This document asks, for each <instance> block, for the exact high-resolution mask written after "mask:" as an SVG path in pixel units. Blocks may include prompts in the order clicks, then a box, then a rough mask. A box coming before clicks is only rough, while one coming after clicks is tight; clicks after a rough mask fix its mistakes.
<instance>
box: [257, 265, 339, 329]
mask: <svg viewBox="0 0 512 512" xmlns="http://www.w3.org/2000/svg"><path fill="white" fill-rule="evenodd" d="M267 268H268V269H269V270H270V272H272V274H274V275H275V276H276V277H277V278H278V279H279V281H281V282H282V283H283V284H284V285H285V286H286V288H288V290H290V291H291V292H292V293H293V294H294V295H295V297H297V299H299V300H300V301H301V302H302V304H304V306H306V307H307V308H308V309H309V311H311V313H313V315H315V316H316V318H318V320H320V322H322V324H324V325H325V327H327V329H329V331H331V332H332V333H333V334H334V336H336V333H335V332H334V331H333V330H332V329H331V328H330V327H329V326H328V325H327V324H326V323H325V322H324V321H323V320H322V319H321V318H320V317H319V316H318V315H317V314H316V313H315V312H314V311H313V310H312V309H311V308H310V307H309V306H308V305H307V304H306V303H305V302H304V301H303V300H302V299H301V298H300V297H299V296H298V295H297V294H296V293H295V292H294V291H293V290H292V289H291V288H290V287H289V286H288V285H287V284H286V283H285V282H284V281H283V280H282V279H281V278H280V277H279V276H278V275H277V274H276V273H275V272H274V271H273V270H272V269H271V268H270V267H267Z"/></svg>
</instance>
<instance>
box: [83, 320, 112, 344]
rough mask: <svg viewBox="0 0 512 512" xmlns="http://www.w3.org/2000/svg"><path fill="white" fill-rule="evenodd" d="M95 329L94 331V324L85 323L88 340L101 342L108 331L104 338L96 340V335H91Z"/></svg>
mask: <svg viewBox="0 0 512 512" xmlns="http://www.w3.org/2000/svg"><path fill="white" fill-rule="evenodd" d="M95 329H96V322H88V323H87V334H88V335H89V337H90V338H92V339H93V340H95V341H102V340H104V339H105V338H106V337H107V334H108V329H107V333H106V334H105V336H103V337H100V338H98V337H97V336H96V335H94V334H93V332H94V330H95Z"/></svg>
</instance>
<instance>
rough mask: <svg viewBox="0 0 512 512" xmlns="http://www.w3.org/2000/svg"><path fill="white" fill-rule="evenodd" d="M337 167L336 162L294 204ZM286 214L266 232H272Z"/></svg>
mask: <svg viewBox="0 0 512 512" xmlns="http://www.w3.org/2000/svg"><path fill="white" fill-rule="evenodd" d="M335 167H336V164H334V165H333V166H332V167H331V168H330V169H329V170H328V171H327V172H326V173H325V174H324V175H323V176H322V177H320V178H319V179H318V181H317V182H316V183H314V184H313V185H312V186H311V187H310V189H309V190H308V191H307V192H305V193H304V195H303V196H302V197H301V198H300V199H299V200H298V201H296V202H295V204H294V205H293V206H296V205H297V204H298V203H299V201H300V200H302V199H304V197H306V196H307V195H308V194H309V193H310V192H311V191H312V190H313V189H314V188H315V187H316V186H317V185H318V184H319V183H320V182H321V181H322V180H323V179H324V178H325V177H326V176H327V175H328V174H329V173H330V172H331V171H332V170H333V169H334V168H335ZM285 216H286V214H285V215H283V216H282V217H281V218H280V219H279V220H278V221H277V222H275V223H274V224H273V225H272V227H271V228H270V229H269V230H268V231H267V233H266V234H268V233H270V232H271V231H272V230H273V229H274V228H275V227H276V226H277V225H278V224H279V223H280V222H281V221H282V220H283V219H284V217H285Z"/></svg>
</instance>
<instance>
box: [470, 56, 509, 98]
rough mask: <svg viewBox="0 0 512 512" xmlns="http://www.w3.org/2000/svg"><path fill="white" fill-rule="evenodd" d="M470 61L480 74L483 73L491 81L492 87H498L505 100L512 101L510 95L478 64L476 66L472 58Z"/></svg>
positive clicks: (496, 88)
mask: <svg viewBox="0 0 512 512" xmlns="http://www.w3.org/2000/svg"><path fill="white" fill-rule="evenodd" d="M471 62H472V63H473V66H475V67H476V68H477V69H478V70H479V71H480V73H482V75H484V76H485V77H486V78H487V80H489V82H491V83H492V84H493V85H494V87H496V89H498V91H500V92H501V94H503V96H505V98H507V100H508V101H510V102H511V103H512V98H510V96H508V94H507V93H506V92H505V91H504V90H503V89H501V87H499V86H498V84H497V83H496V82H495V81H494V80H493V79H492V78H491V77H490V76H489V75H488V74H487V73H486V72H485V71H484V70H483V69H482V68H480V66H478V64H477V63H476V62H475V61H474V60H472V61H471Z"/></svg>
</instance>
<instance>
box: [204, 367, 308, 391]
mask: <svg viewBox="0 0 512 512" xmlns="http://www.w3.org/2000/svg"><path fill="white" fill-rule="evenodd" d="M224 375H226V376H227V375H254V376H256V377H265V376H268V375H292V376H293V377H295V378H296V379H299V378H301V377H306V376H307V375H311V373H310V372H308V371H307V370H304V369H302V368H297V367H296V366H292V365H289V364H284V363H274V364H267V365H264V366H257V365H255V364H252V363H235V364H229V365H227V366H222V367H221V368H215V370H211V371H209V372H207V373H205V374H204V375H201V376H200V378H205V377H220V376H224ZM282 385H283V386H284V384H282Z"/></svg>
........
List every line of the records that contains the string "rough", matching case exactly.

This document asks, for each <instance> block, for the exact high-resolution mask written after "mask:" as an SVG path in pixel units. Blocks may include prompts in the order clicks, then a box, then a rough mask. A box coming before clicks is only rough, while one coming after clicks is tight; clicks after a rough mask fix its mistakes.
rough mask: <svg viewBox="0 0 512 512" xmlns="http://www.w3.org/2000/svg"><path fill="white" fill-rule="evenodd" d="M95 329L94 331V324L85 323L88 340L101 342L108 331L104 338L96 340V335H91Z"/></svg>
rough mask: <svg viewBox="0 0 512 512" xmlns="http://www.w3.org/2000/svg"><path fill="white" fill-rule="evenodd" d="M337 167L336 162L294 204ZM286 214L266 232H272Z"/></svg>
rough mask: <svg viewBox="0 0 512 512" xmlns="http://www.w3.org/2000/svg"><path fill="white" fill-rule="evenodd" d="M470 61L480 74L483 73L491 81L492 87H498L505 100L512 101L510 95L478 64L476 66L472 58Z"/></svg>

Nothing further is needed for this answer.